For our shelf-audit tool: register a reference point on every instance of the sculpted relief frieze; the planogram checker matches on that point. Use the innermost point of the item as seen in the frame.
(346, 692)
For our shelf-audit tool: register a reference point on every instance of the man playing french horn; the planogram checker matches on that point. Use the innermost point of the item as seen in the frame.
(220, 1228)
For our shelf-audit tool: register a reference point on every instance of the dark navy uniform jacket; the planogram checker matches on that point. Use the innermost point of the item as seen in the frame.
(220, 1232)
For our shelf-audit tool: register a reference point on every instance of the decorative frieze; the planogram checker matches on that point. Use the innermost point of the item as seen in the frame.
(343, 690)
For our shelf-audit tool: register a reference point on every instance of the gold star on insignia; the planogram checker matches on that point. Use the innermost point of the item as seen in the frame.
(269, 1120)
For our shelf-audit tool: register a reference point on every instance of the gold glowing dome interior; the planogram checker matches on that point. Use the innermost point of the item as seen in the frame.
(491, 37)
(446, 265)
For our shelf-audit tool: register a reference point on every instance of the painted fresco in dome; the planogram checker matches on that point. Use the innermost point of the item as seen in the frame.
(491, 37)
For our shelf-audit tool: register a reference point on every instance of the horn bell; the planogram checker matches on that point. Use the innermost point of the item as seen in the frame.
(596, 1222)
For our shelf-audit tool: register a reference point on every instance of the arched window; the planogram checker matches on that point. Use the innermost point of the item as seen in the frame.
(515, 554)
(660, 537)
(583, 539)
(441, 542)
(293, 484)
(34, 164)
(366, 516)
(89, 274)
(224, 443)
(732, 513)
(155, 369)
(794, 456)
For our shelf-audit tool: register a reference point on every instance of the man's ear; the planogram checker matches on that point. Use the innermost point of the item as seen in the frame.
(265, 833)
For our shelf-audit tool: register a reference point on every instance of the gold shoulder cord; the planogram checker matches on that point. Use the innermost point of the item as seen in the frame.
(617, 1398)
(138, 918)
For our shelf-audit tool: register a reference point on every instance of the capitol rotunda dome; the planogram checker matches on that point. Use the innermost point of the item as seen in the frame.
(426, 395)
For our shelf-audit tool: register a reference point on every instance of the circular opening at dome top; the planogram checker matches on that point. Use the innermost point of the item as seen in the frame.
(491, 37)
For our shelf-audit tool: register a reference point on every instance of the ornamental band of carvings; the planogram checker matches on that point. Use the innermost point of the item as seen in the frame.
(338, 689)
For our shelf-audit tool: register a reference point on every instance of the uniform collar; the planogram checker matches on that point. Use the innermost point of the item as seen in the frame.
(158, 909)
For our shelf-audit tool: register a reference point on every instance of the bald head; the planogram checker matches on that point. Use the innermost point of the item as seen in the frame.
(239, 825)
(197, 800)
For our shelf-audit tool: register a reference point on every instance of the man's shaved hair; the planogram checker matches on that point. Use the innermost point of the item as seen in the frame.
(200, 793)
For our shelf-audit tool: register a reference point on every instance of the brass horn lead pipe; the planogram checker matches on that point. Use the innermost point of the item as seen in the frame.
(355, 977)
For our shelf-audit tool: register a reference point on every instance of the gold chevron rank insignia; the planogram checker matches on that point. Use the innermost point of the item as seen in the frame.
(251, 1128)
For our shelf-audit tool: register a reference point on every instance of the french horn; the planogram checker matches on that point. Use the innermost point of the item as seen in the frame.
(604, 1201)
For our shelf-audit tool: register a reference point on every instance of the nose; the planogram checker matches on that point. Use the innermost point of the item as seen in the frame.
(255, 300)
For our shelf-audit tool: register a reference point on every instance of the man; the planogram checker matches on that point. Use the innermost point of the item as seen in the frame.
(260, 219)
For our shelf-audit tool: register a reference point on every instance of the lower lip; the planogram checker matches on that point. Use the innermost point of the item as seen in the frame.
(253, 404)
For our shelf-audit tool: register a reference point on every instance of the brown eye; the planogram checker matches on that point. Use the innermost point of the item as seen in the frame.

============

→ **YOUR OBJECTIVE**:
Please reproduce the entire listing above word for word, with no changes.

→ **THE COMPLETED TASK**:
For our shelf-audit tool: register a reference point on every instance of the sculpted relief frieze; the planogram checker matches on that point. Use the innermost point of the item as seen in the frame.
(346, 692)
For our shelf-audit tool: register a reference point on every instance of the man playing french horn; the planogram checker matches on that point. Use the innermost point of the item as seen in the frame.
(220, 1228)
For our shelf-audit tool: register a reference point on every instance of the dark navy uniform jacket; the planogram checker matches on that point. Use the innermost point of the item as seen in the frame.
(220, 1232)
For our shelf-audit tool: register a reference point on every instance of the decorative frieze; the planogram checker matches on that point. Use the innermost point of the item as seen in the frame.
(343, 690)
For our shelf-audit tool: register a reference point on every instance of the gold star on insignia; the planogram checker matches on that point. Use the innermost point of the item as seen in the frame.
(269, 1120)
For our shelf-audit tool: register a reference point on every instance of the gold glowing dome interior; the planogram checker matches on that point. Use the innermost point of the item as seen in the frame.
(491, 37)
(446, 265)
For our shelf-audit tool: register a reference point on every instance of the painted fresco in dome; the planogram checker matches on that point. Use the innermost point of the item as seen in the frame.
(491, 37)
For our shelf-audit tool: register a reference point on every instance of the horn bell; the planogram checker matches on that point. Use the innermost point of the item as seen in the frame.
(596, 1222)
For our shelf-audit tool: register a reference point on every instance of the arched window; the planogram checker matches on that point. Use the innermost point of the item as seen in the frame.
(515, 554)
(660, 537)
(583, 539)
(441, 542)
(293, 484)
(34, 164)
(366, 516)
(89, 274)
(224, 443)
(732, 513)
(155, 369)
(794, 456)
For our shelf-audit tool: register a reference point on every instance of the man's ear; the planogram checker matches on that point. Use the innermost point of the item as seen in the frame.
(265, 833)
For our shelf-audit tool: register a reference point on every instance of the gold shoulder cord; the planogram checker matches on that point. Use the innermost point of the item as seen in the frame.
(617, 1398)
(138, 918)
For our shelf-audit tool: register a reference point on every instance of the capitol rotunda dome; the planogram checker matches on that point. Use the innermost point of the item as seen in the frame.
(426, 395)
For our shelf-audit tool: register a reference point on every instance of the circular opening at dome top; the planogram checker matches on that point. Use the innermost point of the item as seen in the frame.
(491, 37)
For our shelf-audit tool: register a reference point on every instance of the ornamental band of carvings; the planogram checker matches on that point. Use the innermost point of the item as seen in the frame.
(338, 689)
For our shelf-audit tool: register a reference point on every instance of the uniform collar; the planogram checker matches on that point. Use the innermost point of the item as seen in the frame.
(158, 909)
For our shelf-audit tool: register a reference point on every instance of the bald head; the planogram checker matches on that point. Use the innermost point of the item as seen in the frame.
(239, 825)
(197, 800)
For our shelf-audit tool: register a reference point on every instance of the man's shaved hair; the planogram checker matches on that point. Use the innermost point of the item as seen in the frame.
(200, 793)
For our shelf-audit tool: register a reference point on every instance of the brass horn lead pipe; the planogram checker matches on that point. Use the innermost point of the item as seen in the frame.
(355, 977)
For our shelf-audit tool: register a reference point on every instance of the gold chevron rank insignia; the planogram checker matches on that point. Use the innermost point of the item as seen in the frame.
(251, 1128)
For our shelf-audit tool: register a reference point on every instance of the french horn; the planogram checker matches on that point. Use the innermost point of the item as seen in the frame.
(604, 1201)
For our shelf-audit tool: register a reference point on every instance of the nose; the planogram checker matches on that point. Use the innermost point of the item as seen in the frame.
(255, 300)
For our shelf-audit tool: register a reference point on every instance of the man; the planogram checker matches on that point. Use the innermost point of the item as seen in the frame.
(260, 219)
For our shelf-audit tool: register a reference point on every instance of the lower lip; the planogram checker matches on that point. Use the innermost point of the item as seen in the frame.
(253, 404)
For our shelf-audit tool: register a reference point on every instance of the brown eye; the planogram checker matches on that point. Use the innermost point of the item as seen in the frame.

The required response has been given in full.